• [YOUR INSTRUCTIONS]
Looking at the listing below, retype exactly the lines starting at the one containing "Reviewer note: verify that every instance of the distant" and ending at the one containing "Reviewer note: verify that every instance of the mountain", both included, and nothing else.

• [RECORDS]

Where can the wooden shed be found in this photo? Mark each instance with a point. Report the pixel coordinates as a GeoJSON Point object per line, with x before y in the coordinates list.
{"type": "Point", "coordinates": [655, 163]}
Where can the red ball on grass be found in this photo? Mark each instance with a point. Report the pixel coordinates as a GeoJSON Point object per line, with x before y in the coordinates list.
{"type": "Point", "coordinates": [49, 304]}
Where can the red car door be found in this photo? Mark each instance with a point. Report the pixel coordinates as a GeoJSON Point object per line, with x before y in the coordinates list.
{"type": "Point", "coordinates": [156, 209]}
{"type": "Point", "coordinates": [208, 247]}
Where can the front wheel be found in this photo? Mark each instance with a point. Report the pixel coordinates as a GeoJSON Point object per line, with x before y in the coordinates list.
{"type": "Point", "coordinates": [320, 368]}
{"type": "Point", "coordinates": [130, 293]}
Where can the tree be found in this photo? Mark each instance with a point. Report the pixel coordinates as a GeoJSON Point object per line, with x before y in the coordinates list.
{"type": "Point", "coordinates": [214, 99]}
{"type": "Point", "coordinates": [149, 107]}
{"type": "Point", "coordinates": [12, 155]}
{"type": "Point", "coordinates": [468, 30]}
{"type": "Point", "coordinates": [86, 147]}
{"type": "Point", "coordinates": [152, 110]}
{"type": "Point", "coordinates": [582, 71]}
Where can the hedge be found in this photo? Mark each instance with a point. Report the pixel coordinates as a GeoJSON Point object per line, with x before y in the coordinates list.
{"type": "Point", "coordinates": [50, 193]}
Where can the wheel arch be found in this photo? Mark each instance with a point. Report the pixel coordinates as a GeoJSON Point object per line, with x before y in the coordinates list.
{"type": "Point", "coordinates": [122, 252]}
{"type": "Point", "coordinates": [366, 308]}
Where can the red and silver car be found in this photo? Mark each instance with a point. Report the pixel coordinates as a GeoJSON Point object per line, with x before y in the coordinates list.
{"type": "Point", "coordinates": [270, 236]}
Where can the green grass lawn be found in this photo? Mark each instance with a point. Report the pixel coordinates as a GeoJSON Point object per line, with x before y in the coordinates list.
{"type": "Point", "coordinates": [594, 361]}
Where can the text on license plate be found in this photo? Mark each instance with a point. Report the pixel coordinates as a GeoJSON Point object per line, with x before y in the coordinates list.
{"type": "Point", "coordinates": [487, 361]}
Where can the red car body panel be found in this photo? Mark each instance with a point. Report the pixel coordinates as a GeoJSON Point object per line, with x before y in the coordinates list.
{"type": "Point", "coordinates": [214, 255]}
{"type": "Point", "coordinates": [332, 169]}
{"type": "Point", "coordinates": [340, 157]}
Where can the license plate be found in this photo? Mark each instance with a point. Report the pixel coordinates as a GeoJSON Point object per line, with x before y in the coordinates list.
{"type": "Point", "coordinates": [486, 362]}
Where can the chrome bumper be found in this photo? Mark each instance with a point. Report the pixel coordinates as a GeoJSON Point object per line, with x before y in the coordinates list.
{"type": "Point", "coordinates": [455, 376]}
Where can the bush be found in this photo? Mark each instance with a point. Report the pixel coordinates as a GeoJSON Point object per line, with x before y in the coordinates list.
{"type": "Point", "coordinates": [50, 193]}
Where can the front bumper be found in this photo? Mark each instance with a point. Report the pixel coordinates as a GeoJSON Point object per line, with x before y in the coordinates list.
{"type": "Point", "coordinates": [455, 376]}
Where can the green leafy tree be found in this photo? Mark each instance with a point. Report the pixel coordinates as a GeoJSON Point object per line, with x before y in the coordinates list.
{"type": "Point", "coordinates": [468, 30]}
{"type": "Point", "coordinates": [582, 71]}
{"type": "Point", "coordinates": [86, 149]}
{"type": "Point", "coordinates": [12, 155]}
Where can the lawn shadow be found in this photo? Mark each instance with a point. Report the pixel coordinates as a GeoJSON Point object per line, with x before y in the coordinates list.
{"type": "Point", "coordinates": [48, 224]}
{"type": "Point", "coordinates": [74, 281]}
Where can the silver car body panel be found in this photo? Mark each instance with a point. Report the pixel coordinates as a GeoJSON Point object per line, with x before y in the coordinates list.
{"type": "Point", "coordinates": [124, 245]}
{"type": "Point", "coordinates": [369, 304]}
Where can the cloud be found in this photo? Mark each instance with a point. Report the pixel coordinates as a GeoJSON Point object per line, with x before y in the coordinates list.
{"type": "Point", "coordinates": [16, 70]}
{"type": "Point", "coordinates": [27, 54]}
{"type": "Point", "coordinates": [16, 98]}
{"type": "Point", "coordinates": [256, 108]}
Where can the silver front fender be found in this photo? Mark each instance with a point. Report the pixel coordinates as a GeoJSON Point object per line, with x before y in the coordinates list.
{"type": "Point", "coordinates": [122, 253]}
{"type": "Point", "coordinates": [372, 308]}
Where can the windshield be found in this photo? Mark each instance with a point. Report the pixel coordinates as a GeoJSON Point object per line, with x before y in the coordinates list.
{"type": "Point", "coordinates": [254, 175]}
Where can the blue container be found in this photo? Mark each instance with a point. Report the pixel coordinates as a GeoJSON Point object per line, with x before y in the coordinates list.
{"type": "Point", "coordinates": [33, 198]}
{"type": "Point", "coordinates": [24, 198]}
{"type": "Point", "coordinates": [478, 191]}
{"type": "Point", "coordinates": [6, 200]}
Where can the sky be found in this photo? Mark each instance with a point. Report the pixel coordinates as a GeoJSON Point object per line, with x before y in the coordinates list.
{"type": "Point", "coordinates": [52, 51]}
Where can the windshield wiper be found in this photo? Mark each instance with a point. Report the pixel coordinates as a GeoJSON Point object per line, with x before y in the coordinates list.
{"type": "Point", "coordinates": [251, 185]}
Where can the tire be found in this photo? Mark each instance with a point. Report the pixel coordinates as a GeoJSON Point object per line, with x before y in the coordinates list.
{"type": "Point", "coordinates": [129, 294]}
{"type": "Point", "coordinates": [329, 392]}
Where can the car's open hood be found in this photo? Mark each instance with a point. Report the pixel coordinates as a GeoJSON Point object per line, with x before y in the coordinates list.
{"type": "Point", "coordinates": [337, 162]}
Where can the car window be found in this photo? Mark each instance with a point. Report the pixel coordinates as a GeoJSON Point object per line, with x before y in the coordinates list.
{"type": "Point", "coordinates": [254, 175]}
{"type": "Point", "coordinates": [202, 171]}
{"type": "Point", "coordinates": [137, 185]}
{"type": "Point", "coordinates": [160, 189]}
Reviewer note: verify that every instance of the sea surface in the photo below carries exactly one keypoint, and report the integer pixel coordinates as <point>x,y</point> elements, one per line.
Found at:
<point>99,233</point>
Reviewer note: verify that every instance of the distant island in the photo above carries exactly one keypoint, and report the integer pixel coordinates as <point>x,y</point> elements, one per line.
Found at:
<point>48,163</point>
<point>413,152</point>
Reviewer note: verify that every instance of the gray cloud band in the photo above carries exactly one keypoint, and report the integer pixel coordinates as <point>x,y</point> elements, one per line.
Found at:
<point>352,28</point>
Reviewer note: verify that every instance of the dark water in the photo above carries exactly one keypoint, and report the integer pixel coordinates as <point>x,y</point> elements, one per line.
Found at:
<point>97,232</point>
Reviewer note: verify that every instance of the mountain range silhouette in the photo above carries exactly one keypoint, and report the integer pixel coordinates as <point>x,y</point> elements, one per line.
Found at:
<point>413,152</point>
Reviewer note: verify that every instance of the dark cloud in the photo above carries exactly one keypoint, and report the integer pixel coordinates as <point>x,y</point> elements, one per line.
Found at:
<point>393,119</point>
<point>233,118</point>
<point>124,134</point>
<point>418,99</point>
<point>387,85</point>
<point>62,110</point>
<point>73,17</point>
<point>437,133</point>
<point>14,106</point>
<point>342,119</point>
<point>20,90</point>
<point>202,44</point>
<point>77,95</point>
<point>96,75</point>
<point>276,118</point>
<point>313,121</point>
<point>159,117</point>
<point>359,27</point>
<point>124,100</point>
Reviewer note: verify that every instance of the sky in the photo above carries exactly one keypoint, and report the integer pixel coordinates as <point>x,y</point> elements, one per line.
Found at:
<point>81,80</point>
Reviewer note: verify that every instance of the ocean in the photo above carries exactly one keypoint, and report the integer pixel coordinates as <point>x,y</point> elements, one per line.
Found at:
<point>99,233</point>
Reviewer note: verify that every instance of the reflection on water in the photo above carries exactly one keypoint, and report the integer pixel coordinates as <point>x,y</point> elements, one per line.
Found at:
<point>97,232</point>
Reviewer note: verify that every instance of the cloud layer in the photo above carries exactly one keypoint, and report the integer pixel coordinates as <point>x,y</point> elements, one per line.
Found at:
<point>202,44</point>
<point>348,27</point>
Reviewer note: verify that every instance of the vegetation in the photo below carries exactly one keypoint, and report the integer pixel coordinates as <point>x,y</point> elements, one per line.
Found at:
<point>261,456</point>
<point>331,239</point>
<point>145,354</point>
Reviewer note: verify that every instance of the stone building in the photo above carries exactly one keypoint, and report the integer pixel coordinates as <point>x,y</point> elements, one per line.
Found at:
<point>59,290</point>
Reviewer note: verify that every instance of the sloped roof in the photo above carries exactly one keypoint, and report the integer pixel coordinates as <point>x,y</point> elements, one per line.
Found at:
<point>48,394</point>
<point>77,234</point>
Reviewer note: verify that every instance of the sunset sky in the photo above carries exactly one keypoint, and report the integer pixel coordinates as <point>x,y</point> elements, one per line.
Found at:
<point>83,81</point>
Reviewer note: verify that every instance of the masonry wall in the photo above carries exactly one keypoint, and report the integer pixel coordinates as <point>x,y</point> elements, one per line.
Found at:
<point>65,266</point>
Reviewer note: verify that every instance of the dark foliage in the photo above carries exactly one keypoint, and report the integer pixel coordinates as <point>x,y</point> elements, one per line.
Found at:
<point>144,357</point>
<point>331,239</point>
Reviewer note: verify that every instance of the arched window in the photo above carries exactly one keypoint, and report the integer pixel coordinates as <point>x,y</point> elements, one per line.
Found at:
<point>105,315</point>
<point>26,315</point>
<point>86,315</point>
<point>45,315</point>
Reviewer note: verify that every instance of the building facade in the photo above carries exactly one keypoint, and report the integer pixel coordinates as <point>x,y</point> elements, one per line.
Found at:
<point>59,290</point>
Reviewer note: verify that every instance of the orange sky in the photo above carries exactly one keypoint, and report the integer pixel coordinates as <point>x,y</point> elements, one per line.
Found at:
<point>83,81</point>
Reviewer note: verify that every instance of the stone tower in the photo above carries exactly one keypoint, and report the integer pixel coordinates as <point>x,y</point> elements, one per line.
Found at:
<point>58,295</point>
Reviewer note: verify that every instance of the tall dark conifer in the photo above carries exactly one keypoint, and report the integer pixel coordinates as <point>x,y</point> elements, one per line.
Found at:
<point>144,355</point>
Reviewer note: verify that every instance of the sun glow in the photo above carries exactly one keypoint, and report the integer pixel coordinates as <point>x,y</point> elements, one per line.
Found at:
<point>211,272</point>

• [COMPLETED TASK]
Reviewer note: verify that every instance of the distant island in the photo above carries exactly one keypoint, and report the integer pixel coordinates as <point>x,y</point> elements, one per line.
Found at:
<point>48,163</point>
<point>413,152</point>
Reviewer note: verify that every instance of the gray cloud band in the photo above carries exactly one keypoint, and report the integer pixel coordinates as <point>x,y</point> elements, one per line.
Found at:
<point>352,28</point>
Reviewer note: verify that every instance of the dark water in the photo above carries exactly one keypoint, and report the integer pixel coordinates as <point>x,y</point> elements, one per line.
Found at:
<point>97,232</point>
Reviewer note: verify that every instance of the mountain range silhouette in the photo above carries exactly one keypoint, and report the integer pixel coordinates as <point>x,y</point> elements, one per line.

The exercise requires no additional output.